(TEXT begins)

The obvious horror and hidden wonders of 2020
Finally! My website is up and working, (for someone rather happily stuck in the analogue Days Of Olde, this has been quite the challenge) and it's looking rather autumnal too! This is usually my favourite time of year; the colours, the change in the sky, those rare but beautiful moments of sunshine. There is something about the smell of bonfires, digging out oversized jumpers and bobble hats, a craving for home-made soups and jacket potatoes, watching Boris inexplicably roll around in piles of crispy leaves and always, the thought of Christmas inching tantalisingly closer. Tra-la-la-la-larrrr la-lar-lar-larrrrrr.
But this year? Not so much.
What a truly dreadful year this has been. I am sure that we have all been affected in some way by the pandemic, and here in the middle of a second lock-down, any plans for a family Christmas remain uncertain. My heart breaks for those of us who have lost loved ones, had to give birth alone or been unable to visit elderly relatives. On a personal note, we have had to re-arrange our own wedding three times this year (so far...but let's not jinx it.) Our dreamy Christmas Day humanist ceremony in a snowy forest in Norway turned into a lavish 'do' in a big Scottish pile on a Loch near Ben Nevis, before we finally accepted that a teensy family 'do' at the local registry office is as good as we are going to get.

(TEXT ends)
(GIVEN DATA begins)

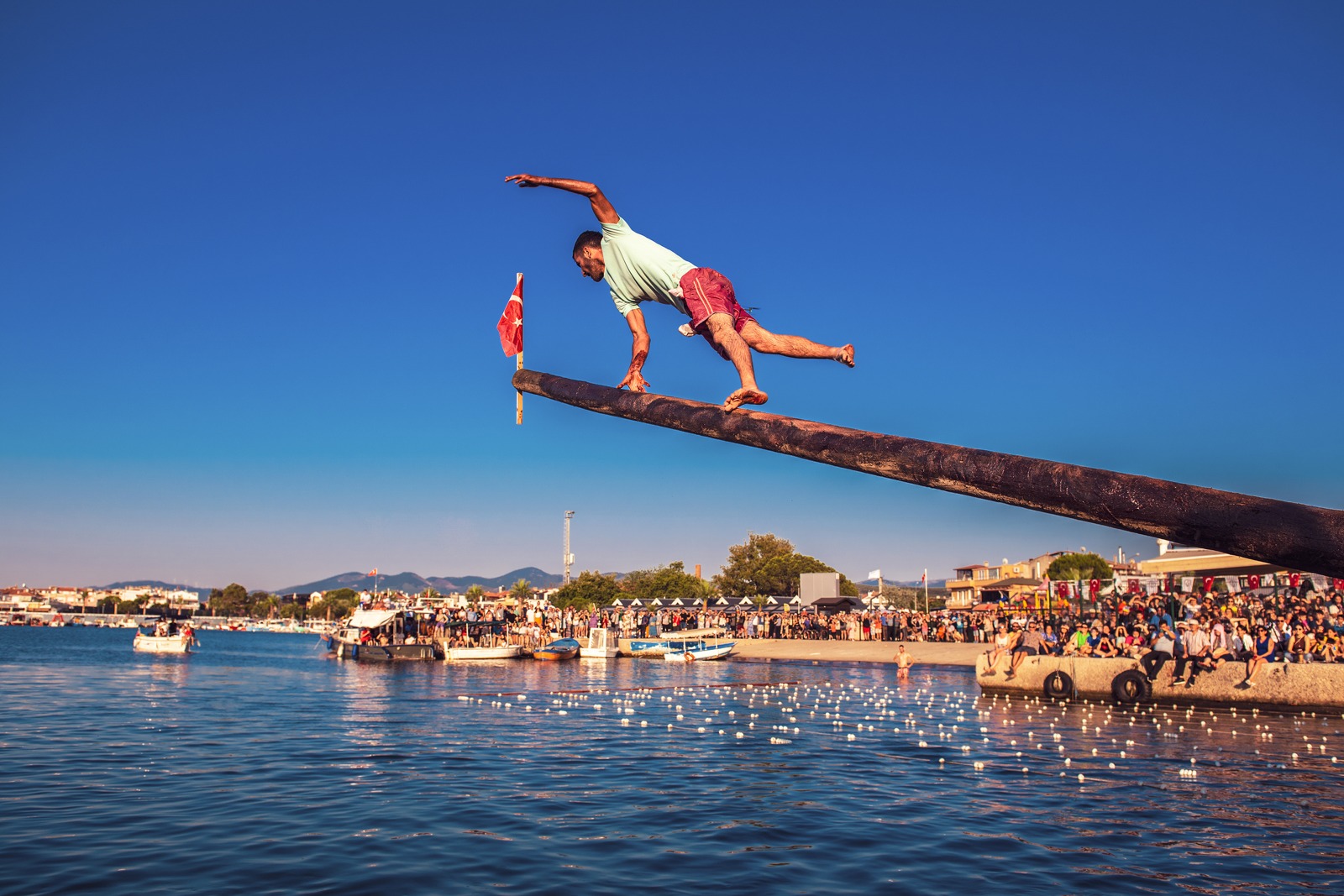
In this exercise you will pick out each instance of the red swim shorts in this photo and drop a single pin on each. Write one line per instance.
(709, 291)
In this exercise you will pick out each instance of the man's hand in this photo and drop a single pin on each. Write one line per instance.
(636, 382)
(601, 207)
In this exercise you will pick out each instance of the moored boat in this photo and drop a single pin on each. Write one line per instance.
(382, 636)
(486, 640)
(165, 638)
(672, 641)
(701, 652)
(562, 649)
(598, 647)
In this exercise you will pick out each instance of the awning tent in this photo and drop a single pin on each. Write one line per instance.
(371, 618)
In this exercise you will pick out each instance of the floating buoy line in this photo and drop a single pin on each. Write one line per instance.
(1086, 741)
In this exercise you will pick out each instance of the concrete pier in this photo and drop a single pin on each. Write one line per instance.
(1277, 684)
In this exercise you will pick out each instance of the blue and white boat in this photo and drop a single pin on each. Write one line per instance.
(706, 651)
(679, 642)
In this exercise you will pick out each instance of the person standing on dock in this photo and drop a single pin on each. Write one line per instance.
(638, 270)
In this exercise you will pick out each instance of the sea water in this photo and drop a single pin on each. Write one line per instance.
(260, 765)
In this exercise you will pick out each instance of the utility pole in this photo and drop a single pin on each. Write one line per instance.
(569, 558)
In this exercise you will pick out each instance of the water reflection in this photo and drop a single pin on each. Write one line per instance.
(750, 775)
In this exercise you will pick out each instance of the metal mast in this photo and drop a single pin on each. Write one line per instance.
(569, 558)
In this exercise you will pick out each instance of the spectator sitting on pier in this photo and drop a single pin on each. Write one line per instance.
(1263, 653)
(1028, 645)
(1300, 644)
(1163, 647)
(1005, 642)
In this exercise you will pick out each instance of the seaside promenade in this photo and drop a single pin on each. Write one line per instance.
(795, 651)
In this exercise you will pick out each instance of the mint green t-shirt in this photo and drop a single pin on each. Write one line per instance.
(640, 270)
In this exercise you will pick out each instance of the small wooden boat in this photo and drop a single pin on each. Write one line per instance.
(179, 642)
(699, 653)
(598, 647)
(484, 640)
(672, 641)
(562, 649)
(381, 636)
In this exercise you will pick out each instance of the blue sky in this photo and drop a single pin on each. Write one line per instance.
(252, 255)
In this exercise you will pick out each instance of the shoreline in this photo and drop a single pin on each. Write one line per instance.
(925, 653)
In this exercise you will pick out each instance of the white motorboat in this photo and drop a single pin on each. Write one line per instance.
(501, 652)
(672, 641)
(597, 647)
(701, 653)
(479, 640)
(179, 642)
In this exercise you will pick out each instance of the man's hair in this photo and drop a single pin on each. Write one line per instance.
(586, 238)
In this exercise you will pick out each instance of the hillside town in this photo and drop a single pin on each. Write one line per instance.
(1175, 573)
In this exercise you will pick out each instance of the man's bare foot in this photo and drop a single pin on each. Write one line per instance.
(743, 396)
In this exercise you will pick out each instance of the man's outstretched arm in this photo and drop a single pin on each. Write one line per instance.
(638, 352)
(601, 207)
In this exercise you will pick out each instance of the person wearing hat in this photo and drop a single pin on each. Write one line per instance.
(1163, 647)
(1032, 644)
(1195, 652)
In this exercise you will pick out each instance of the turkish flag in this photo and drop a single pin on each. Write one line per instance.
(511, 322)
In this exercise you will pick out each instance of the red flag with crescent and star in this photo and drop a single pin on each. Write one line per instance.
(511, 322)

(GIVEN DATA ends)
(GIVEN DATA begins)

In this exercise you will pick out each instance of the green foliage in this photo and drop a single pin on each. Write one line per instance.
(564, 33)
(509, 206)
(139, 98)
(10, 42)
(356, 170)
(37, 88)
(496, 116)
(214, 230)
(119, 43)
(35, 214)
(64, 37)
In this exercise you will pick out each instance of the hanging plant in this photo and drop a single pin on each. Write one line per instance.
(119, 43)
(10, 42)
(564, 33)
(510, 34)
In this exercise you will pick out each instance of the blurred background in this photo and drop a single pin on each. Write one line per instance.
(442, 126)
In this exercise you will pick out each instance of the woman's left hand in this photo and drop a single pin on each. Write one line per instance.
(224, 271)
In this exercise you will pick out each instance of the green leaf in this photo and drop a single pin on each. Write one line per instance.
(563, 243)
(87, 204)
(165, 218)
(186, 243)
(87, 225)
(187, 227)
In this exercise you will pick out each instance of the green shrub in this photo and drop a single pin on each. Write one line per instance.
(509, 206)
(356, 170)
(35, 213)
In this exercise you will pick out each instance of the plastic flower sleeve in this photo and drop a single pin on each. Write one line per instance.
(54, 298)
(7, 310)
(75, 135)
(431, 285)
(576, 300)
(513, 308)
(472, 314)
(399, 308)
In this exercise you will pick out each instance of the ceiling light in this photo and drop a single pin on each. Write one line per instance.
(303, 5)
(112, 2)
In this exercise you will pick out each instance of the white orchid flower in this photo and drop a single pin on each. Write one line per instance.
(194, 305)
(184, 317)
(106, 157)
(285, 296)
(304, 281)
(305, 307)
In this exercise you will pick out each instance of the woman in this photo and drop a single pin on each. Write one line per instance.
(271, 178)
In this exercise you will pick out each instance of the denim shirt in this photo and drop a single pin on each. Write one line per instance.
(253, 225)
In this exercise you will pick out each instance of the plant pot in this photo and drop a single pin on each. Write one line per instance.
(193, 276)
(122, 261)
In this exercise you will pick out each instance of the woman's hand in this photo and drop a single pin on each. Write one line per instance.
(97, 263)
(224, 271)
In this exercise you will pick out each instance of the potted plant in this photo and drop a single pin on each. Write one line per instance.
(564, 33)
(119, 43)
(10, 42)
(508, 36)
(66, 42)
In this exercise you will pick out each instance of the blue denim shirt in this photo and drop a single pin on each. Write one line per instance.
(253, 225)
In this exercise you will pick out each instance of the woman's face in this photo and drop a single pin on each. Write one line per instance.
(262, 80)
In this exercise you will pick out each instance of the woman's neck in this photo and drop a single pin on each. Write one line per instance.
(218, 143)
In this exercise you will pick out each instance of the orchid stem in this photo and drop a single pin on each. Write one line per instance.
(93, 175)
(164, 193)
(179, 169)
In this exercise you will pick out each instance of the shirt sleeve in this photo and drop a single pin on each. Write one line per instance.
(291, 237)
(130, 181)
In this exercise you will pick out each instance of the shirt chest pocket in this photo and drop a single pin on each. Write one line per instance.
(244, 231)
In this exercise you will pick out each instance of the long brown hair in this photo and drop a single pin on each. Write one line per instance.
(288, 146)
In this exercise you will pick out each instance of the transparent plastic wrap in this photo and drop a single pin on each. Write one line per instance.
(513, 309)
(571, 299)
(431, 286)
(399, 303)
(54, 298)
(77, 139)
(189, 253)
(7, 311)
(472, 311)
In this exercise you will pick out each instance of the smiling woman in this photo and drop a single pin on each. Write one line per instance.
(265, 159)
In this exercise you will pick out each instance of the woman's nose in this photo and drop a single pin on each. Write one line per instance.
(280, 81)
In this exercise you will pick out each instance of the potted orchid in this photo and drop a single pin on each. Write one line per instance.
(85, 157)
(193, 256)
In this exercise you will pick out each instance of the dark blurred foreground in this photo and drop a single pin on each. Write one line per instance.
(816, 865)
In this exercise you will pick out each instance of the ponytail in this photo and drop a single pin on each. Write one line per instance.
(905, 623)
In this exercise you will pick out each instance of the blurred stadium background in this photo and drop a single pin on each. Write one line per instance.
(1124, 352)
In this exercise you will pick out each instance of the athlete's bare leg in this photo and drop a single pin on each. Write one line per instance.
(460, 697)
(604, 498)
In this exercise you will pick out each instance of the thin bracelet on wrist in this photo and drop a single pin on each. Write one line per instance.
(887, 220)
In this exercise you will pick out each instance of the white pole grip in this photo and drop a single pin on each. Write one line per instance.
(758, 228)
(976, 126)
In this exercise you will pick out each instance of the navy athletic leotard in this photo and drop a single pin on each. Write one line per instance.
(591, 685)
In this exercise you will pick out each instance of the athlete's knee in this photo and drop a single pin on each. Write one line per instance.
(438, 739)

(GIVEN DATA ends)

» **TASK SET**
**A)** Please rewrite the passage of the post about 2020 starting with "But this year?" and going on through "going to get.", swapping "Norway" for "Sweden".
**B)** Answer these questions from the post about 2020:
(i) Which two foods does the writer crave at this time of year?
(ii) How many times has the wedding been re-arranged this year?
(iii) Where was the Christmas Day humanist ceremony first meant to take place?
**C)** Write the next part of the post about 2020, picking up after its final sentence.

» **ANSWERS FOR THIS EXERCISE**
**A)**
But this year? Not so much.
What a truly dreadful year this has been. I am sure that we have all been affected in some way by the pandemic, and here in the middle of a second lock-down, any plans for a family Christmas remain uncertain. My heart breaks for those of us who have lost loved ones, had to give birth alone or been unable to visit elderly relatives. On a personal note, we have had to re-arrange our own wedding three times this year (so far...but let's not jinx it.) Our dreamy Christmas Day humanist ceremony in a snowy forest in Sweden turned into a lavish 'do' in a big Scottish pile on a Loch near Ben Nevis, before we finally accepted that a teensy family 'do' at the local registry office is as good as we are going to get.

**B)**
(i) Home-made soups and jacket potatoes.
(ii) Three times (so far).
(iii) In a snowy forest in Norway.

**C)**
I sound all stoic, don't I? It's a total sham. I have taken the whole thing rather badly to be honest. I have cried and sulked and pulled a full-on Verruca Salt every other day. Don't I deserve a special day? For my first and only wedding? It's not fair! The poor Pirate has had to cope with my meltdowns and tantrums for the last six months, which is, I think, great practice for our future life together.
But, even whilst I have been slowly turning into an aging Bridezilla, this pandemic has given us some positives. (No, it really has!)
For many of us, it has given us something we are all too often short of; time. I don't just mean that magical Sunday when the clocks went back and we managed to sneak another blissful, downy-duvet hour guilt-free. I mean having the time to cook a proper dinner together, to play a board game without one eye on the clock, to stay up really late drinking gin and watching each other's favourite film. If, like me, you have been working from home, that time spent commuting seems to have miraculously transformed into actual free hours. Time to take up new hobbies, read those books you keep meaning to read, try that curry with a gazillion ingredients you have never heard of, take the longer path when walking the dog.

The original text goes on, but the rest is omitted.